_Provided data_.

START

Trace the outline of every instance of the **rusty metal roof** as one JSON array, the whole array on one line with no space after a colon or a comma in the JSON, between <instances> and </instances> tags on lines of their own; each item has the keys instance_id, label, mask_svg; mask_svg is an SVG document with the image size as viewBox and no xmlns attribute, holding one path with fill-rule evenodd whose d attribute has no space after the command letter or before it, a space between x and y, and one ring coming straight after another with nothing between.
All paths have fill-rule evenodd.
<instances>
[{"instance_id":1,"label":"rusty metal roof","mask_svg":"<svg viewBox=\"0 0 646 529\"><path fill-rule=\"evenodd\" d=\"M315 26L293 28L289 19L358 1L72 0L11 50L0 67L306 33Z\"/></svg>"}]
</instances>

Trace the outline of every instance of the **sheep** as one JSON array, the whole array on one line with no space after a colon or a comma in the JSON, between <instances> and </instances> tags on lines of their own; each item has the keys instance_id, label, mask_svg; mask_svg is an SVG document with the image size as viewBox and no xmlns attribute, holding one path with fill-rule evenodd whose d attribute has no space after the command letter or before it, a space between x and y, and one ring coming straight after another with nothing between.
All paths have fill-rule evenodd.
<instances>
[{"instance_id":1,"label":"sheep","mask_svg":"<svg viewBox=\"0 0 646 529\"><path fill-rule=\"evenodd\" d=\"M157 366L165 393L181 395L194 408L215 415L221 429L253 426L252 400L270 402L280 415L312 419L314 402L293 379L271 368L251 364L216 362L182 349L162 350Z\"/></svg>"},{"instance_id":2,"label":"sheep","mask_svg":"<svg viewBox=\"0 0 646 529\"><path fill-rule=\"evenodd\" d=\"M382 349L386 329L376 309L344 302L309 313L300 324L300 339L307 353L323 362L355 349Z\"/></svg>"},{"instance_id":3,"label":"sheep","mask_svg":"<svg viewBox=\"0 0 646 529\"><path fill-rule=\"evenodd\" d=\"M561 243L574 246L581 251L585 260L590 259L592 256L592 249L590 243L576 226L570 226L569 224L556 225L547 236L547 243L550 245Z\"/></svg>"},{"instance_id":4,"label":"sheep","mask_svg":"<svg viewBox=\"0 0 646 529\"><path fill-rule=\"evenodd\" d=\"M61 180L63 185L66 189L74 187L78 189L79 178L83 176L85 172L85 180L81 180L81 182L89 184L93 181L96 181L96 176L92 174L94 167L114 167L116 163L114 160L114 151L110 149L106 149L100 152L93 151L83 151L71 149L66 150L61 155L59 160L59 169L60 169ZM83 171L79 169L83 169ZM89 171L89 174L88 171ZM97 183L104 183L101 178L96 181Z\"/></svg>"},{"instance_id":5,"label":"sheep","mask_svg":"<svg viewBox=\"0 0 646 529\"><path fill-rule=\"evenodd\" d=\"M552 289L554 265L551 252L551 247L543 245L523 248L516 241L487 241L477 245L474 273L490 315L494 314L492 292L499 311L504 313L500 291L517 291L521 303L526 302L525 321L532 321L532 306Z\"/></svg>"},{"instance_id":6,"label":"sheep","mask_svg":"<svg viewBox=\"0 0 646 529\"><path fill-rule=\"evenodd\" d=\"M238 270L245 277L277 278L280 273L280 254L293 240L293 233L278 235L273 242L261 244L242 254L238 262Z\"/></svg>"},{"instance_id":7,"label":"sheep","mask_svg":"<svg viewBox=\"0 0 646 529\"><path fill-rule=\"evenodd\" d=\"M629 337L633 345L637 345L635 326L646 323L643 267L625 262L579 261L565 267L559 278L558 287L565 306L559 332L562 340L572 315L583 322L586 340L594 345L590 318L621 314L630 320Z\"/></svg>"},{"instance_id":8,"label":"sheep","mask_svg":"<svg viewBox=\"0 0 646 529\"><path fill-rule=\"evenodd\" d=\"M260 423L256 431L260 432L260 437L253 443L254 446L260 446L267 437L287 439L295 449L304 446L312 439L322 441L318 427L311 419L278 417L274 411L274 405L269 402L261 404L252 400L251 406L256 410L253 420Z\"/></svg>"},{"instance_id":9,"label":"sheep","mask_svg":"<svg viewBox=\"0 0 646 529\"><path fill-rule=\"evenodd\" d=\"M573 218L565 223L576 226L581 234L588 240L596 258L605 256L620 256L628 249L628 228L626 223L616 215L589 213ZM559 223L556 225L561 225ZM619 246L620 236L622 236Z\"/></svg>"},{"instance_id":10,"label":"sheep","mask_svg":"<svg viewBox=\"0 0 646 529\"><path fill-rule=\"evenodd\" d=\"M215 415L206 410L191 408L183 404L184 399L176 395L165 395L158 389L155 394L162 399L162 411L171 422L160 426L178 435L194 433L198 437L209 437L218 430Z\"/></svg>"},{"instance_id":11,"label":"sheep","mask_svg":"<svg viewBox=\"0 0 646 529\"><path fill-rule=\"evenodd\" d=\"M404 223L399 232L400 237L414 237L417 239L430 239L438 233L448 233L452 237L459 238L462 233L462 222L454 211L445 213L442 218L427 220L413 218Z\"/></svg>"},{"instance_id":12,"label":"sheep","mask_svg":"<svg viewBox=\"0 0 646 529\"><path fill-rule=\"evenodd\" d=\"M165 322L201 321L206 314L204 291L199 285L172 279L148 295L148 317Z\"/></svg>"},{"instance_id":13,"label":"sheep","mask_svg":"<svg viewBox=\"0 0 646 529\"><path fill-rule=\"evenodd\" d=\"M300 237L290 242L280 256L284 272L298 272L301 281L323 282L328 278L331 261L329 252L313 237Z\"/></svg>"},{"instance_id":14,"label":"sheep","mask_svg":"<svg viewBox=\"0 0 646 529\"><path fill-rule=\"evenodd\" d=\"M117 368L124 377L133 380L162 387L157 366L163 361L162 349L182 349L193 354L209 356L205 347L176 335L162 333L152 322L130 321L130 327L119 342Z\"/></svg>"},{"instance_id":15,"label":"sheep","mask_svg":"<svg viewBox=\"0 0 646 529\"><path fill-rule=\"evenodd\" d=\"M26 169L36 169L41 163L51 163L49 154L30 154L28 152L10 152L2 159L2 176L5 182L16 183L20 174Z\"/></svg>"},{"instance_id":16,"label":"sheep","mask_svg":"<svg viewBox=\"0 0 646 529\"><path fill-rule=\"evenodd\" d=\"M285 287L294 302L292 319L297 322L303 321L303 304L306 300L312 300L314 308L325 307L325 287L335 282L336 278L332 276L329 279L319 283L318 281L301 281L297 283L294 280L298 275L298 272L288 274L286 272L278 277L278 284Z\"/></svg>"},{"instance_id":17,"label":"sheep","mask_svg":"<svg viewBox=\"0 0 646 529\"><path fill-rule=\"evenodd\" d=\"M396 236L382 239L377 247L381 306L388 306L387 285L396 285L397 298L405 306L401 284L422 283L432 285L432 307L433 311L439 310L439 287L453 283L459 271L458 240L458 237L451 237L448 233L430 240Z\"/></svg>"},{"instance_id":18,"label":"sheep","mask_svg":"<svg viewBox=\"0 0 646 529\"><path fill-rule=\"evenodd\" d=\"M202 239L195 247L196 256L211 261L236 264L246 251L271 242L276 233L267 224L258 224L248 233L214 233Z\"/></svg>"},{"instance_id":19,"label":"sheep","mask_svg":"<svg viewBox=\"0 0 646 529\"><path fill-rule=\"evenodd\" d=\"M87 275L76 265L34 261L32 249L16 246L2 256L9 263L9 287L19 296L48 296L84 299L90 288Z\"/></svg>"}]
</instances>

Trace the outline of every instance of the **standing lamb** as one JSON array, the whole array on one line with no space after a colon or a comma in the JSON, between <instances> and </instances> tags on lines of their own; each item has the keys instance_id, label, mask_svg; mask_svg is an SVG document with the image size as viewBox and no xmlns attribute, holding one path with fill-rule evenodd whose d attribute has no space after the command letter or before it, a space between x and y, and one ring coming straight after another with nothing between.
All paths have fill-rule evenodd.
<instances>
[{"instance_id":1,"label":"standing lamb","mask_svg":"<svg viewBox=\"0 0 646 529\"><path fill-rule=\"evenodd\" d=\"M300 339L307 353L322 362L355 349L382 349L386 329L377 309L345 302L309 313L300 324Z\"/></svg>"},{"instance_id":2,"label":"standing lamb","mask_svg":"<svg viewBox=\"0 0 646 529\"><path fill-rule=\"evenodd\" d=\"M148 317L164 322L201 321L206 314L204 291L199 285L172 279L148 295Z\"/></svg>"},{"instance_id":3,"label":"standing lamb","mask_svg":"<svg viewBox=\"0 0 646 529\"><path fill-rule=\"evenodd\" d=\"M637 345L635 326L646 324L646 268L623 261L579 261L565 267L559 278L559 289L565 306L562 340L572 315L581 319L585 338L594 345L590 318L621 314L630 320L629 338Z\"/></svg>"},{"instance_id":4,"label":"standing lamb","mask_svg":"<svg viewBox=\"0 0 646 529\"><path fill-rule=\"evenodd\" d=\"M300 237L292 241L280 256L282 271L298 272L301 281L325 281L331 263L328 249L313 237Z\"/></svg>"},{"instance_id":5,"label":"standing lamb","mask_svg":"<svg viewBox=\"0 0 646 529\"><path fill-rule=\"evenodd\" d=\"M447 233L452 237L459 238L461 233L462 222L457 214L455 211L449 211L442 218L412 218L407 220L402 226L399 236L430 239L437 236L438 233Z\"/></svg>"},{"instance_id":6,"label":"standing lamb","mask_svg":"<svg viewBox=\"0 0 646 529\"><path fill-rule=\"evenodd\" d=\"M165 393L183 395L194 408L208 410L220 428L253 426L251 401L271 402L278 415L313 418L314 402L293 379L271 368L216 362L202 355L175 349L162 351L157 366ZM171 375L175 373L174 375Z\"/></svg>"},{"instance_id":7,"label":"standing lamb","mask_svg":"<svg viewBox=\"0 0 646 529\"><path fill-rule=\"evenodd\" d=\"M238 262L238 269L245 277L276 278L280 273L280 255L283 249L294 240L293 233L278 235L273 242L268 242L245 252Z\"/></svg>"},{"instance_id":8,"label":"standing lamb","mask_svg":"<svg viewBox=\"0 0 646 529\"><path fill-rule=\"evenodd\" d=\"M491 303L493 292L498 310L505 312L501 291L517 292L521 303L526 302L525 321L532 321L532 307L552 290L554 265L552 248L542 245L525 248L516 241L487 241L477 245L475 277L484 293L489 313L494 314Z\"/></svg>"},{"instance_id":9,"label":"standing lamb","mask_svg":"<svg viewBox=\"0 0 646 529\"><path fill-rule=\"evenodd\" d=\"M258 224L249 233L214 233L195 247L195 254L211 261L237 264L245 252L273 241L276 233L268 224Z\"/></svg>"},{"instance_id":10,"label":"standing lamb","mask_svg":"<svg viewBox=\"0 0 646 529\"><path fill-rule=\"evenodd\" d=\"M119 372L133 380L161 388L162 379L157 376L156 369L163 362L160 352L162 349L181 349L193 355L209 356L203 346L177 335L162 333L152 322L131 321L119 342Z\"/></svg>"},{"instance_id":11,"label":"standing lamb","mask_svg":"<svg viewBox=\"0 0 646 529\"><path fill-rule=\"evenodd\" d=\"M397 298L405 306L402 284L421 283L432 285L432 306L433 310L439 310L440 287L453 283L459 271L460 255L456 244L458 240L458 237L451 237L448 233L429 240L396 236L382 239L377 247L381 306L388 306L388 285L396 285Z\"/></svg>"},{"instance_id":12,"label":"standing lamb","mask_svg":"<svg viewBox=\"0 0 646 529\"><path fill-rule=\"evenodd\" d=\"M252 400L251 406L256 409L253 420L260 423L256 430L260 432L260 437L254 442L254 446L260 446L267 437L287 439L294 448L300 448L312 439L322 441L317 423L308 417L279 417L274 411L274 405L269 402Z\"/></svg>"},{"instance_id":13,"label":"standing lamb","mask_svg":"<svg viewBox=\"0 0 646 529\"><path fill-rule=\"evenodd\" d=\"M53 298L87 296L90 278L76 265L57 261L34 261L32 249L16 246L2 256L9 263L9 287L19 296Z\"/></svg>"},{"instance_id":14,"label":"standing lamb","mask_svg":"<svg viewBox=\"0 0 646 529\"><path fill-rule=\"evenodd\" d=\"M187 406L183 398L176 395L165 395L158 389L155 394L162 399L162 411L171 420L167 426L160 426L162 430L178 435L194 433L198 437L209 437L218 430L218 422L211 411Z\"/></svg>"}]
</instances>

END

Return each line of the records above that contains the string "roof".

_Final answer_.
Trace the outline of every instance of the **rusty metal roof** as one JSON array, the whole array on one line with no space after a colon or a comma in the JSON, between <instances> and </instances> tags on lines of their own; each item has the keys instance_id, label, mask_svg; mask_svg is an SVG document with the image size as viewBox and no xmlns attribute, holding one path with fill-rule evenodd whose d attribute has no space after the command letter or before it, a space between x and y, and one ring coming straight after another with nothing between.
[{"instance_id":1,"label":"rusty metal roof","mask_svg":"<svg viewBox=\"0 0 646 529\"><path fill-rule=\"evenodd\" d=\"M315 26L293 28L289 19L358 1L72 0L11 50L0 67L306 33Z\"/></svg>"}]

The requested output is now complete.